INPUT ROWS:
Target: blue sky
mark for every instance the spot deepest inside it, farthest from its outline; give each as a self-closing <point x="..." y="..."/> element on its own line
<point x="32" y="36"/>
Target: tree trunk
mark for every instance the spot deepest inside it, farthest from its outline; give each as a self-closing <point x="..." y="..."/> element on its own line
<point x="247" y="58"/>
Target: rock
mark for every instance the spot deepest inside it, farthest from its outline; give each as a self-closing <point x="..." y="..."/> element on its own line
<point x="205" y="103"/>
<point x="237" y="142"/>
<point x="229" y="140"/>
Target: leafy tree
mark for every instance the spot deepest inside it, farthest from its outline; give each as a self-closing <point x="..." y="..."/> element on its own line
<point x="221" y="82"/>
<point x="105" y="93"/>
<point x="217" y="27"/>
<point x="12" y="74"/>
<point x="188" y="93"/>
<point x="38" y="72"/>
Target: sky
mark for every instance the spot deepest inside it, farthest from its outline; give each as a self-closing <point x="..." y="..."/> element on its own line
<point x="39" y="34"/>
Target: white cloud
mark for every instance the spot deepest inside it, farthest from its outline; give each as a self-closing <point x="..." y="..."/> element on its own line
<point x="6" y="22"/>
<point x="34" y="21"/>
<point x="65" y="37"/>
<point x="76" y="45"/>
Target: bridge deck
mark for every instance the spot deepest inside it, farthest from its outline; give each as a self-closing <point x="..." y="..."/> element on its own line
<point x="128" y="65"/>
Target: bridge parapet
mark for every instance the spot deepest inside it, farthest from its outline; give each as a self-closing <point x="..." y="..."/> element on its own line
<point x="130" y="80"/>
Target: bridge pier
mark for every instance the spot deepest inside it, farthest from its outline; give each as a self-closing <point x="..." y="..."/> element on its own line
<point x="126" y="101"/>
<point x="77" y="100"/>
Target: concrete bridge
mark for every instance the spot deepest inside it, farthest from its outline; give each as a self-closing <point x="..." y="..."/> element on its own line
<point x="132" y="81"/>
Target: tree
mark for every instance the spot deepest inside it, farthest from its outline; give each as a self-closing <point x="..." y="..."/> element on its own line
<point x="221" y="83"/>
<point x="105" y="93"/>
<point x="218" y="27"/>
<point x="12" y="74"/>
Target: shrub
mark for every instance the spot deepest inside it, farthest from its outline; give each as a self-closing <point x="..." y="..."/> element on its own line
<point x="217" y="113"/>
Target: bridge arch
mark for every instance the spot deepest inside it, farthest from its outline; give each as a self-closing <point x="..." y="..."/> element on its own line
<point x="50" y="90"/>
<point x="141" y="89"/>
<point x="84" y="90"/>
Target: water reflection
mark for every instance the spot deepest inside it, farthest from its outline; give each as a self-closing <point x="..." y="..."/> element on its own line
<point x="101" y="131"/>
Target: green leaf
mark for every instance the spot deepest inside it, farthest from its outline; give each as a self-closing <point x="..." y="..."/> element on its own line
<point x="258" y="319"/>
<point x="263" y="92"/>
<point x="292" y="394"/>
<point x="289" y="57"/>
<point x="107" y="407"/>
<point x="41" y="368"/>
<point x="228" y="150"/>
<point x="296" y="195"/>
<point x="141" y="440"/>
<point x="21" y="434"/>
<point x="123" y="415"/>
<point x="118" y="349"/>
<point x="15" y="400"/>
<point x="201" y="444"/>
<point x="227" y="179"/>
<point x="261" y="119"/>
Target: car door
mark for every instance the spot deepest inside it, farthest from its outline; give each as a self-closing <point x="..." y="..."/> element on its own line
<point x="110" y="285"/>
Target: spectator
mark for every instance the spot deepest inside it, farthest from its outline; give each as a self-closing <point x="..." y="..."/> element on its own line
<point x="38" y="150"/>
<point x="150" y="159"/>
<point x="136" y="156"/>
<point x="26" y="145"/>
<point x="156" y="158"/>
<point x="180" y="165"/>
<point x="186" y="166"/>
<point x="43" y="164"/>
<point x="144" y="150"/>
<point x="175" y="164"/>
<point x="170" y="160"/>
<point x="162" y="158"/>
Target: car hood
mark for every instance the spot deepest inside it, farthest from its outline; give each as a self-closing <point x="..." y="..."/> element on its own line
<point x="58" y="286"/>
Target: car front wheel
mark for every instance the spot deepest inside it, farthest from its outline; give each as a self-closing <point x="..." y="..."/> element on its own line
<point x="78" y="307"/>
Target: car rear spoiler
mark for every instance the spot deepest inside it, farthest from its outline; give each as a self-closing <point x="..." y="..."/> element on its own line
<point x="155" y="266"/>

EXERCISE PROMPT:
Copy out again, word for word, the lines starting with the one that contains "Target: car rear spoiler" and going on through the last line of the entries.

COMPLETE OUTPUT:
Target: car rear spoiler
mark for every instance the spot deepest inside it, farthest from its outline; give each as a self-closing <point x="..." y="..."/> element on its own line
<point x="155" y="266"/>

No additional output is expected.